# Start of SOURCE

Beach Cleaning: The Good and The Bad

25 09 2013


Dear World

Last week, my course-mates and I went beach cleaning as part of a module requirement. With that being said, I am pretty sure most of us wanted to go beach cleaning anyways so we were all pretty excited. During the activity we collected 28 bags of garbage that weighed 230kg. I think that is pretty decent work for only being at the site for an hour.

Anyways, I made a few observations about the activity and noticed that may be, beach cleaning might not be the most effective activity or as good as people perceive. Don’t get me wrong! Cleaning beaches has many benefits such as maintain habitats for wildlife, preventing leaks of poisonous material into the environment and obviously, for aesthetic reasons as well ( we have to make our coast look pretty enough for ecotourism … or may be just plain tourism). In addition, with the recording system official beach cleaning organisations require, we can track how much trash is actually floating around the oceans and eventually end up on our shorelines. Sounds like a good functioning system!

# End of SOURCE

■ WORK TO BE COMPLETED ■
Answer these from the beach-cleaning post:
(a) How many bags of garbage did the group collect, and what did they weigh?
(b) How long was the group at the site?
(c) What does the recording system of official beach cleaning organisations let people track?

# Start of DATASET RECORDS

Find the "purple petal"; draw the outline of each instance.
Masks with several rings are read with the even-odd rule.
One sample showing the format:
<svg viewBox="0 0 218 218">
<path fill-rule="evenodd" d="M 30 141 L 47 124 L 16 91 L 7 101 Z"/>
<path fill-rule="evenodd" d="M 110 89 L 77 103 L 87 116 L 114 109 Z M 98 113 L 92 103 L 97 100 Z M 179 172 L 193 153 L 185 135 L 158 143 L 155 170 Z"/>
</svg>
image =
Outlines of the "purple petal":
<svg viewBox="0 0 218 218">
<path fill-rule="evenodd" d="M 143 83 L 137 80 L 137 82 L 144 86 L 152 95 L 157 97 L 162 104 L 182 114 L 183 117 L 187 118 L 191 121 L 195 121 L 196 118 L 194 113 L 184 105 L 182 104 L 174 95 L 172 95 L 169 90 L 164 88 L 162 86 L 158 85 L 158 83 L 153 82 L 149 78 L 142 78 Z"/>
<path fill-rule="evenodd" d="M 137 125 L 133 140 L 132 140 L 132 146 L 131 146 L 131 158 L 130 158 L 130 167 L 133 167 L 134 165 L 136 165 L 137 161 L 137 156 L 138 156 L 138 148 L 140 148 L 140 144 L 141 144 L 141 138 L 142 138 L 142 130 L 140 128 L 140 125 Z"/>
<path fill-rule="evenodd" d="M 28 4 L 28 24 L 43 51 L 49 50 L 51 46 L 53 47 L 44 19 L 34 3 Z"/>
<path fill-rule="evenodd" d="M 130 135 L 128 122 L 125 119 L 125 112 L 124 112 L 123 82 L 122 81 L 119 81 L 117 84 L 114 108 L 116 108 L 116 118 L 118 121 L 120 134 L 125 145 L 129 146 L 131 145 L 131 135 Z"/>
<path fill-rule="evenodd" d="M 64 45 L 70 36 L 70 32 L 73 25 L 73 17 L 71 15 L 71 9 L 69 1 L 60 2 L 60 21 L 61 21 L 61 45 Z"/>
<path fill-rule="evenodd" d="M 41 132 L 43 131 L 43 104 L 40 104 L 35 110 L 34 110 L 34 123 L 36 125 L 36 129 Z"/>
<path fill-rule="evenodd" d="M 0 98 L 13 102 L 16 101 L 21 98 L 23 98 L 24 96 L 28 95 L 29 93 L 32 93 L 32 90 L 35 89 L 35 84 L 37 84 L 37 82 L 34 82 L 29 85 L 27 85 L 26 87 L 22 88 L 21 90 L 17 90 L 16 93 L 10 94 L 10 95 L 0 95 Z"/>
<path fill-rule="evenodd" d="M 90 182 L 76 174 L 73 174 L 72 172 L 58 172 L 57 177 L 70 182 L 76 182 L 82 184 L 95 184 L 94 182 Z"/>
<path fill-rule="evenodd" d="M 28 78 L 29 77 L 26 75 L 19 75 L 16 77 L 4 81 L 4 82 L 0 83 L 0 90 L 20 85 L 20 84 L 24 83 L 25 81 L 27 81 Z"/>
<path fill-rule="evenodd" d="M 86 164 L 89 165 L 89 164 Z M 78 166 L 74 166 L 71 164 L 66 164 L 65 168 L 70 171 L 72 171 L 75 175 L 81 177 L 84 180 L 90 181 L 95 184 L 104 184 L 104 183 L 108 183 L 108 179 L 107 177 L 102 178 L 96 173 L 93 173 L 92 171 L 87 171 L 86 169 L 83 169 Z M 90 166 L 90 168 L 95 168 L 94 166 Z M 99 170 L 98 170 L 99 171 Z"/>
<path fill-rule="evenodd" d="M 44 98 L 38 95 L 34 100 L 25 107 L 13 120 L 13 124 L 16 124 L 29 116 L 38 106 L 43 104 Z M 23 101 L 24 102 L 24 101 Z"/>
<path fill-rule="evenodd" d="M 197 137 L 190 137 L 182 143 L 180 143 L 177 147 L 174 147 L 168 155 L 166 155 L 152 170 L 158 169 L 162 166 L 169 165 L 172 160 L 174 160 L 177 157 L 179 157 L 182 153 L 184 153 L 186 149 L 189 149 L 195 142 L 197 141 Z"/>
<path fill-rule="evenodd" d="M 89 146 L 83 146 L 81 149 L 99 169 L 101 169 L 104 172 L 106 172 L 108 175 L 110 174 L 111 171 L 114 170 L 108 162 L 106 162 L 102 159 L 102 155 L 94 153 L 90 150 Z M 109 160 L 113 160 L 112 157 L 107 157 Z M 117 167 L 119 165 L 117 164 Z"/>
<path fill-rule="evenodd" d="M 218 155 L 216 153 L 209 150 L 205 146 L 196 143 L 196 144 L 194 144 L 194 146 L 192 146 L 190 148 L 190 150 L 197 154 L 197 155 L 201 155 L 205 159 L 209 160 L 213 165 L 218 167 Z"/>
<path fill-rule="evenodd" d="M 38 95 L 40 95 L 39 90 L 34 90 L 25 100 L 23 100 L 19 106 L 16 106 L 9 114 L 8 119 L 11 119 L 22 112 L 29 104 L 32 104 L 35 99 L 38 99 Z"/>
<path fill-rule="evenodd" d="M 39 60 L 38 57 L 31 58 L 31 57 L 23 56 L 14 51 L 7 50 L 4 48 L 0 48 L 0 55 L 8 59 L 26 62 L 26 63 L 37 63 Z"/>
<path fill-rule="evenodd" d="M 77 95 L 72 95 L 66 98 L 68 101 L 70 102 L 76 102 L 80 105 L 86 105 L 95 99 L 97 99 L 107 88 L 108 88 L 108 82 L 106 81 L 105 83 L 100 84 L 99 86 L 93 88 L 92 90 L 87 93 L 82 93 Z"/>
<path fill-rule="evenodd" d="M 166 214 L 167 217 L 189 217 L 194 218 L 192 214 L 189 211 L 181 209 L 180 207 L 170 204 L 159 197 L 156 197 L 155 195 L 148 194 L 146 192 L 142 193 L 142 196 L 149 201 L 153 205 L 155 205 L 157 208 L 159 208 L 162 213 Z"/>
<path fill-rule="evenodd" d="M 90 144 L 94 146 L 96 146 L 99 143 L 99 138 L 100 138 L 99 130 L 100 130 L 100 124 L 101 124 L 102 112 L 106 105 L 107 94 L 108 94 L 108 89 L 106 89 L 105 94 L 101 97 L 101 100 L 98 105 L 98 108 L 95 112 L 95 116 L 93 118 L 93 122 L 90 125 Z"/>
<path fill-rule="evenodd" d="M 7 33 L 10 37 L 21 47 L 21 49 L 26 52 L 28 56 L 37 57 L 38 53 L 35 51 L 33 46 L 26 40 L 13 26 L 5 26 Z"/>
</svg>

# End of DATASET RECORDS

■ SOLUTION FOR THIS PROBLEM ■
(a) 28 bags, weighing 230kg.
(b) An hour.
(c) How much trash is floating around the oceans and eventually ends up on shorelines.